Casassa v. Savarese

133 N.Y.S. 657 | N.Y. App. Div. | 1912

Carr, J.:

This action was brought originally against Vincenzo Savarese, Ferdinando Savarese and Kaphael Savarese, as copartners, doing business under the name of V. Savarese & Brothers, to recover the sum of $538.56 on the allegation in the complaint that the plaintiff had sold and delivered to the defendants a certain quantity of California wine at an agreed price, which the defendants had neglected and refused to pay. The defendants answered, joining issue on the allegations of the complaint in October, 1899. Nothing further was done in the action until February, 1911, when the plaintiff, without notice to the defendants, who had appeared in the action, applied ex parte at Special Term' in Kings county and obtained an order reviving the action against Carmela Savarese, as administratrix of Vincenzo Savarese, who had died in the meantime, which order contained a provision for the issuance of a supplemental summons and complaint. A supplemental summons and complaint; was issued against the defendant Carmela Savarese, as administratrix, and this pleading set up again the contract of sale set forth in the original complaint. Carmela Savarese, as administratrix, neither answered the supplemental complaint nor appeared in the action. Thereupon judgment was taken against her on'the ground that she was in default because of the failure to serve an answer to the supplemental complaint. *245She has moved to set aside the judgment so entered as being irregular in that, as she claims, she was not obliged to put in issue the allegations of the supplemental complaint in regard to the sale of wines to her husband, such matter having been put in issue by the answer to the original complaint. Her motion to set aside this judgment as irregular was denied, and from the order so denying it she now appeals to this court. It is provided by section 760 of the Code of Civil Procedure that, where an action is revived as against the personal representatives of one of the parties to the original action, on the application of the plaintiff the court may direct that a supplemental summons issue and that supplemental pleadings be made.”

[Boundary labeling rows]
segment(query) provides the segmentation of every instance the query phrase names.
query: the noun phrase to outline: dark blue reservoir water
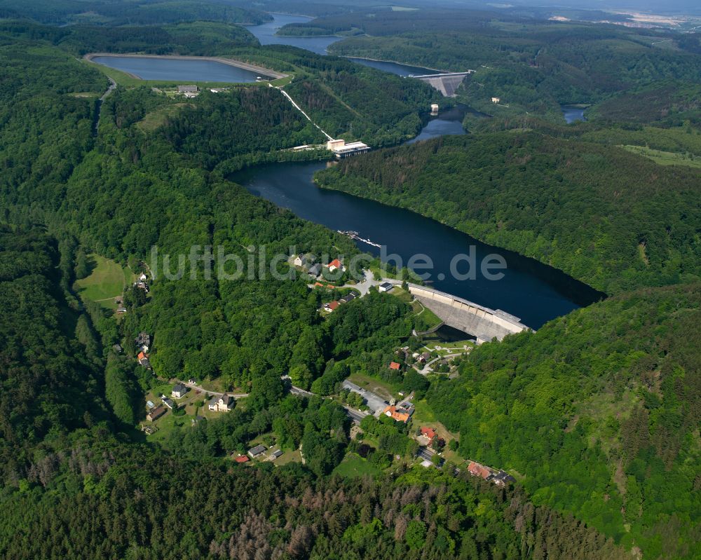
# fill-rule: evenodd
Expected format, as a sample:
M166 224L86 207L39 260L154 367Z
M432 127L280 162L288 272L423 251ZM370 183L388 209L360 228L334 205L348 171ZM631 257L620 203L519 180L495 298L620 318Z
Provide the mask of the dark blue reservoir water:
M317 187L314 173L325 163L278 163L234 174L230 178L257 196L289 208L297 216L334 230L352 230L385 245L386 254L396 254L407 264L414 254L430 257L432 285L438 289L520 317L529 327L595 301L601 295L564 273L510 251L481 243L470 235L409 210L386 206L366 198ZM358 242L363 251L381 254L379 249ZM472 247L471 250L470 247ZM472 251L479 264L486 255L501 255L504 276L489 280L477 273L475 280L458 280L451 274L456 255ZM466 272L467 265L458 266ZM423 271L421 271L423 272Z
M247 25L246 29L255 35L261 45L291 45L300 48L306 48L318 55L328 54L329 45L341 41L342 37L294 37L275 34L283 25L288 23L305 23L311 21L312 18L304 15L290 15L289 14L271 13L273 21L261 25ZM367 58L350 58L354 62L395 74L397 76L420 76L424 74L436 74L435 70L421 68L418 66L400 64L397 62L386 62L380 60L370 60Z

▶ OBJECTIVE 1
Shorten the paragraph of the court opinion beginning "This action was brought originally" into a bulleted list that keeps its main facts.
▶ OBJECTIVE 2
List every line of the rows that contains the string "query". Case counts.

▶ TASK ANSWER 1
- The suit was first brought against Vincenzo, Ferdinando and Kaphael Savarese, copartners doing business as V. Savarese & Brothers. It sought $538.56 for California wine the plaintiff said it sold and delivered to them at an agreed price and that they refused to pay.
- The defendants answered in October 1899, joining issue on the complaint's allegations.
- Nothing more happened until February 1911. Then the plaintiff, without notice to the defendants, got an ex parte order at Special Term in Kings county. It revived the action against Carmela Savarese as administratrix of Vincenzo Savarese, who had died, and provided for a supplemental summons and complaint.
- The supplemental complaint repeated the original contract of sale. Carmela Savarese neither answered nor appeared, and judgment was entered against her by default.
- She moved to set the judgment aside as irregular. She argued that she did not need to contest the sale allegations, because the answer to the original complaint had already put them in issue. The motion was denied, and she appealed the order.
- Section 760 of the Code of Civil Procedure lets the court, when an action is revived against a party's personal representatives and the plaintiff applies, direct a supplemental summons and supplemental pleadings.

▶ TASK ANSWER 2
segment(query) provides the segmentation of every instance the query phrase names.
query: the noun phrase to outline: dark blue reservoir water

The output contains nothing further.